*INPUT DATA:*
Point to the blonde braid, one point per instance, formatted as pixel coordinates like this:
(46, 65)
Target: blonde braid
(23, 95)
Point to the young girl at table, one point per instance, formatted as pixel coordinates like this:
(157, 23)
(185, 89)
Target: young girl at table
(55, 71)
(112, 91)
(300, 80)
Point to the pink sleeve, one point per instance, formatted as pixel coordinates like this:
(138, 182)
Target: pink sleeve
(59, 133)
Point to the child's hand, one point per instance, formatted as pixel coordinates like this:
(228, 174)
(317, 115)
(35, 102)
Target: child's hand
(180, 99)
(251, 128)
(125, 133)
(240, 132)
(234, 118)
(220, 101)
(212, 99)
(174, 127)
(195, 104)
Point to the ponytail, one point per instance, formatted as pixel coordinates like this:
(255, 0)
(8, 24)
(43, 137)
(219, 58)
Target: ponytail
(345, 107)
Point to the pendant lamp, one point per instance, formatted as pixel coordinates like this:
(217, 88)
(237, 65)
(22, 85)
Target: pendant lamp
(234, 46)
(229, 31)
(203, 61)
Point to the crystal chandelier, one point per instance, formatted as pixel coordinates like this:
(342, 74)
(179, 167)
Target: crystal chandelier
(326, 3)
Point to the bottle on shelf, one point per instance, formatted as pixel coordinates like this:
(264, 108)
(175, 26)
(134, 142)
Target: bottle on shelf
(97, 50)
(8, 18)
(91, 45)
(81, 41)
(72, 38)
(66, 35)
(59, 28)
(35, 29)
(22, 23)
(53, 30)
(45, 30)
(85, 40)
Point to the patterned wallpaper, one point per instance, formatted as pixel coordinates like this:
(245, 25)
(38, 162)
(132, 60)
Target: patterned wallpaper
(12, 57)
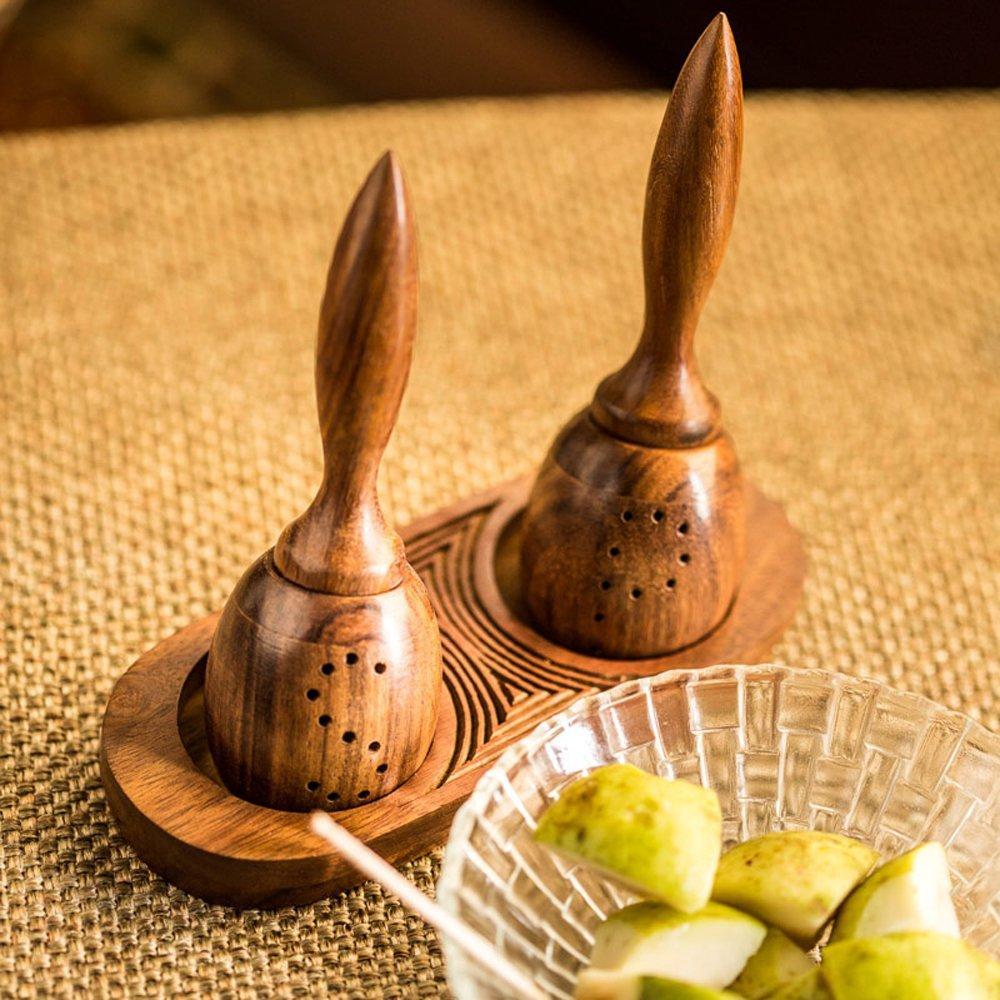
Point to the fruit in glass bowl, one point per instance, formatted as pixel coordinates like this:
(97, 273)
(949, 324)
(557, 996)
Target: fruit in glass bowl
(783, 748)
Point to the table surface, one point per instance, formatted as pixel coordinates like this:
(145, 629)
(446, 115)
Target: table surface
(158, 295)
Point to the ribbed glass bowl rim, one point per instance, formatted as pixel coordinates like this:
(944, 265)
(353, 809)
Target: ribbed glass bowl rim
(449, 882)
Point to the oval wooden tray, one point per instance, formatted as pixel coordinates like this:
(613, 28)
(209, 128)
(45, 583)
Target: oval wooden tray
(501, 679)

---

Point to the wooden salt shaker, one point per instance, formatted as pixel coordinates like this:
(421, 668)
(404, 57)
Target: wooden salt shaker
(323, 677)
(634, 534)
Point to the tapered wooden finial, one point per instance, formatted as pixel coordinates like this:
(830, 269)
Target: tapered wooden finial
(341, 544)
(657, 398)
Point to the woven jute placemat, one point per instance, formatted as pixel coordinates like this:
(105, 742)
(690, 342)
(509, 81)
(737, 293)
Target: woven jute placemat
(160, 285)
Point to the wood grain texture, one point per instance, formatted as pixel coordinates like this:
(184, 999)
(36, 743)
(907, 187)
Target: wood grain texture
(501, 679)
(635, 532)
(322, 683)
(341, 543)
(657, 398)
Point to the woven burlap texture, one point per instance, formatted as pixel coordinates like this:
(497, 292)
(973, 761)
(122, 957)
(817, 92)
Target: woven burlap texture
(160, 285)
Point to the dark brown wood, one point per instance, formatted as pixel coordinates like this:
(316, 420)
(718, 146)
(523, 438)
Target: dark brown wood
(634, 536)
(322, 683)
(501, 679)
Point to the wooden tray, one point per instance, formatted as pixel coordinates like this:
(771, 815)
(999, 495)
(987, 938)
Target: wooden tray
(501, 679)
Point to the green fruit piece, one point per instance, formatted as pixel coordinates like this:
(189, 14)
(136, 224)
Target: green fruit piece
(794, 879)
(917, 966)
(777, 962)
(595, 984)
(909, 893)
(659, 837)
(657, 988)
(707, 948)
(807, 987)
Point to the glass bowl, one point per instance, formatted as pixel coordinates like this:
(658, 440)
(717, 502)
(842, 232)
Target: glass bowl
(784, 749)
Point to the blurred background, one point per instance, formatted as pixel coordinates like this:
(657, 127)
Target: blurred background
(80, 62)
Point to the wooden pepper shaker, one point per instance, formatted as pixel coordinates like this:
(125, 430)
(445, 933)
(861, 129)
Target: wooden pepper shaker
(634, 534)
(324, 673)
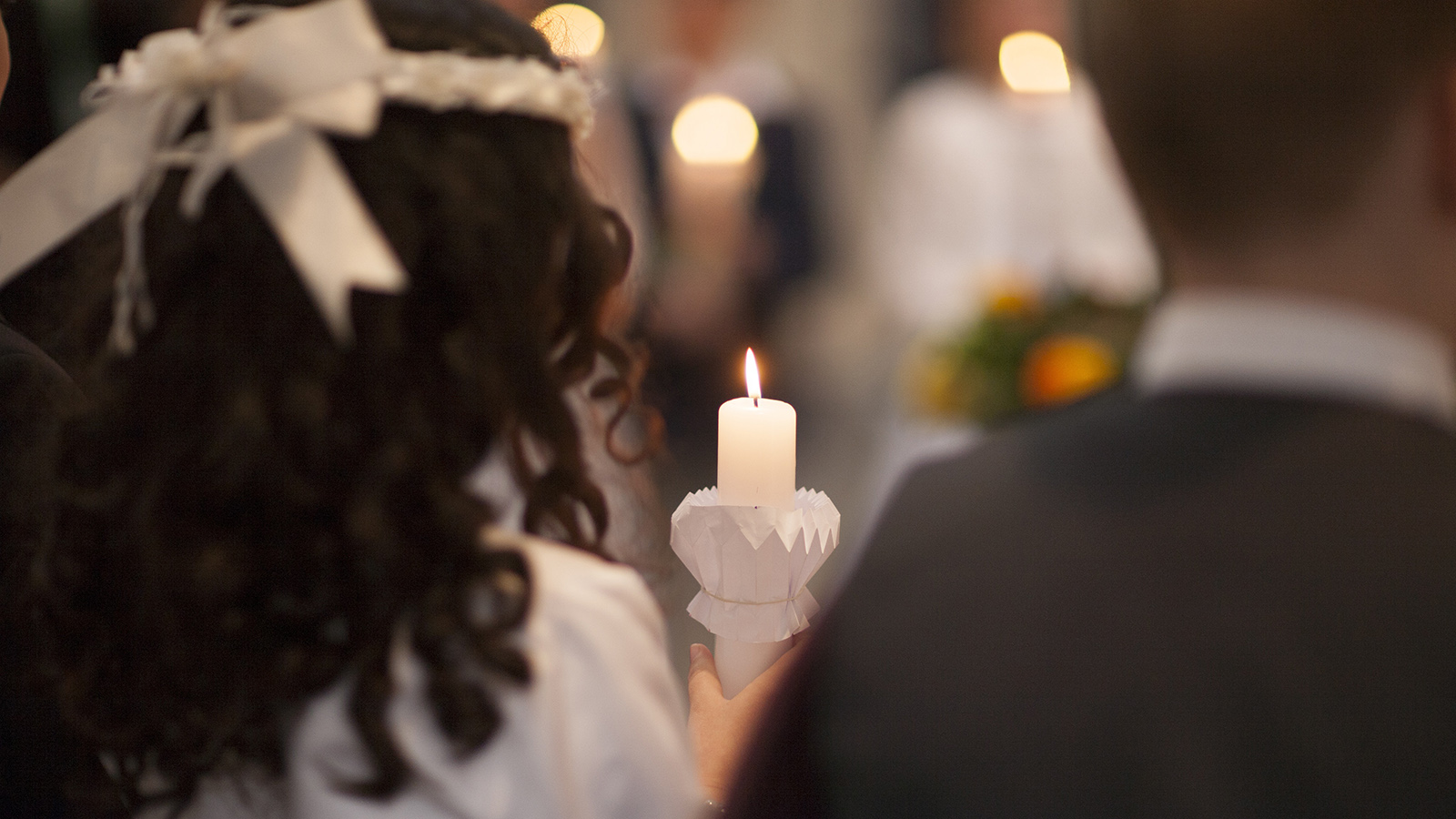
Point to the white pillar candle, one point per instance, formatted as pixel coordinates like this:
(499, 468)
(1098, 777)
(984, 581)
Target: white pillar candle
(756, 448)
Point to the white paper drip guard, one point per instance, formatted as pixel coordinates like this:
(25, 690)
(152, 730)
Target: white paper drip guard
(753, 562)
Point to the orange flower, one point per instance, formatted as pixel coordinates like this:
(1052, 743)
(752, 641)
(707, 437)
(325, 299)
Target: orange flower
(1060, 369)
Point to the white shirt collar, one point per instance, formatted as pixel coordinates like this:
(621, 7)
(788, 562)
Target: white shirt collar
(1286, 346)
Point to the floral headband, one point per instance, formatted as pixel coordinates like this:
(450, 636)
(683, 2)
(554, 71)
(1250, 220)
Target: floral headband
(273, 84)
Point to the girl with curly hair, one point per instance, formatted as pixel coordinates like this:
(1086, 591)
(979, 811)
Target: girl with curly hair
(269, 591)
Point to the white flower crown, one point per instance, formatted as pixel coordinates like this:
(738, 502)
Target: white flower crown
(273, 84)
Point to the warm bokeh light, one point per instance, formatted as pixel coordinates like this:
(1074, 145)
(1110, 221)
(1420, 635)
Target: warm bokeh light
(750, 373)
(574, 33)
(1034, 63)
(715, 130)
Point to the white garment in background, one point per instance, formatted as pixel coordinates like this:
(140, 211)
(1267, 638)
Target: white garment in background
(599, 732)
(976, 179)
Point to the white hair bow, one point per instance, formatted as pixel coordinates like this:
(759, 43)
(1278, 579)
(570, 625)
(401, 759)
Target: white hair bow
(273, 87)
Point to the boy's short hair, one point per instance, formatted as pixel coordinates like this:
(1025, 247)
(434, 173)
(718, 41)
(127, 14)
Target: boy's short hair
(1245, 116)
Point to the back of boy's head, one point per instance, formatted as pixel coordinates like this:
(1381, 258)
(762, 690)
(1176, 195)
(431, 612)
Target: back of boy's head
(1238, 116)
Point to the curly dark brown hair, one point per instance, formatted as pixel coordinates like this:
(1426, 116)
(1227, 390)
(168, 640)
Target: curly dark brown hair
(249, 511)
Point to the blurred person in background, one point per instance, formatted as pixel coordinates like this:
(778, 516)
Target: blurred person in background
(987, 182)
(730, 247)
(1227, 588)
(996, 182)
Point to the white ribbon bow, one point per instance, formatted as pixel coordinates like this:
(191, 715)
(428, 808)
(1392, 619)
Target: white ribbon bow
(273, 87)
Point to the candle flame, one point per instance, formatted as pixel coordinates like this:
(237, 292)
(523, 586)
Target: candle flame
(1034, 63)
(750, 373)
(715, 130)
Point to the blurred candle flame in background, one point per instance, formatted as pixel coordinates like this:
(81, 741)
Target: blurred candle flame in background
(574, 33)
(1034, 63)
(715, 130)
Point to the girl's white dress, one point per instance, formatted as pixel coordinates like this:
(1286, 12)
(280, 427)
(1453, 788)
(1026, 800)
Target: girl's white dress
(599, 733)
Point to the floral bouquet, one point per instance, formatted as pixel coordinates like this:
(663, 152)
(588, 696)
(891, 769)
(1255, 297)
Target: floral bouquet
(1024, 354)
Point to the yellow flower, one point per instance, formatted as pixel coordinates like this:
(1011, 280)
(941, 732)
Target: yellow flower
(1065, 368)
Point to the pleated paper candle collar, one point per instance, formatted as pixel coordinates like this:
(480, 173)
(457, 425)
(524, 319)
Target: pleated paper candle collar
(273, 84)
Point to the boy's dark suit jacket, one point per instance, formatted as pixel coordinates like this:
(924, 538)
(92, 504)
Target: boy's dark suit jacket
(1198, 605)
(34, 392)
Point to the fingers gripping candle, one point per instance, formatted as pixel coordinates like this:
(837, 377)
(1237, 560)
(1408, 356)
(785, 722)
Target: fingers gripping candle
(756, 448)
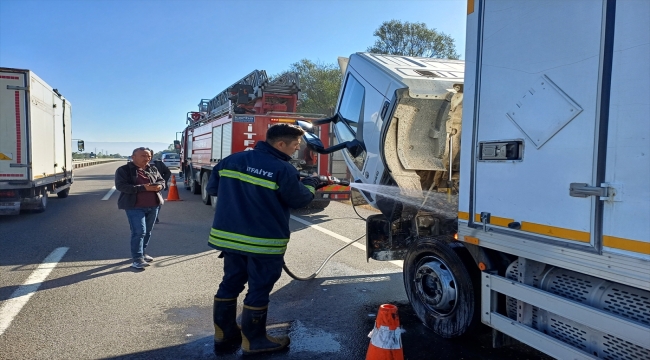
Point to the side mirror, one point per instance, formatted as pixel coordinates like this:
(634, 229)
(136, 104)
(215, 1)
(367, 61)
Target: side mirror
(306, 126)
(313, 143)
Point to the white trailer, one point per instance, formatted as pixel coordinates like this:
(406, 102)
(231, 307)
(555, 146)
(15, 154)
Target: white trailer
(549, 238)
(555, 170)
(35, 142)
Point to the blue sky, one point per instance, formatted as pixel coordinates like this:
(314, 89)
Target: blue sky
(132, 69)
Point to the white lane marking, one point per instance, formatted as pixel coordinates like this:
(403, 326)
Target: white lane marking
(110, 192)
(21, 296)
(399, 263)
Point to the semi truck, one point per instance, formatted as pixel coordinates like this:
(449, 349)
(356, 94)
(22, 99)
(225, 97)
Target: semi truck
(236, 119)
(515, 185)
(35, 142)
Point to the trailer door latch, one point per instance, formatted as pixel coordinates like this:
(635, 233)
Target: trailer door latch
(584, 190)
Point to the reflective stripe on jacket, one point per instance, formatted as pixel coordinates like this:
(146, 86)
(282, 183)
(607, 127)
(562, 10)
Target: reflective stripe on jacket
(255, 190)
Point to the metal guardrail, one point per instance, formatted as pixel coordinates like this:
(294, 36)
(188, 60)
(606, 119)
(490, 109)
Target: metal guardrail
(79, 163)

*PROBLEM DETAILS:* Produce a word-for-word copy of everything above from the line holding "Target: tapered wooden finial" down to the line holding "Point to the wood grain", with both of those lines kept.

*ANSWER BOX:*
Target: tapered wooden finial
(341, 544)
(657, 398)
Point to the woven jute placemat, one point per instance, formatted as pixel coordinates like this:
(105, 742)
(690, 342)
(509, 81)
(737, 293)
Target: woven jute placemat
(160, 285)
Point to the wood grain texture, one point per instance, formatted as pixel coordinates like this:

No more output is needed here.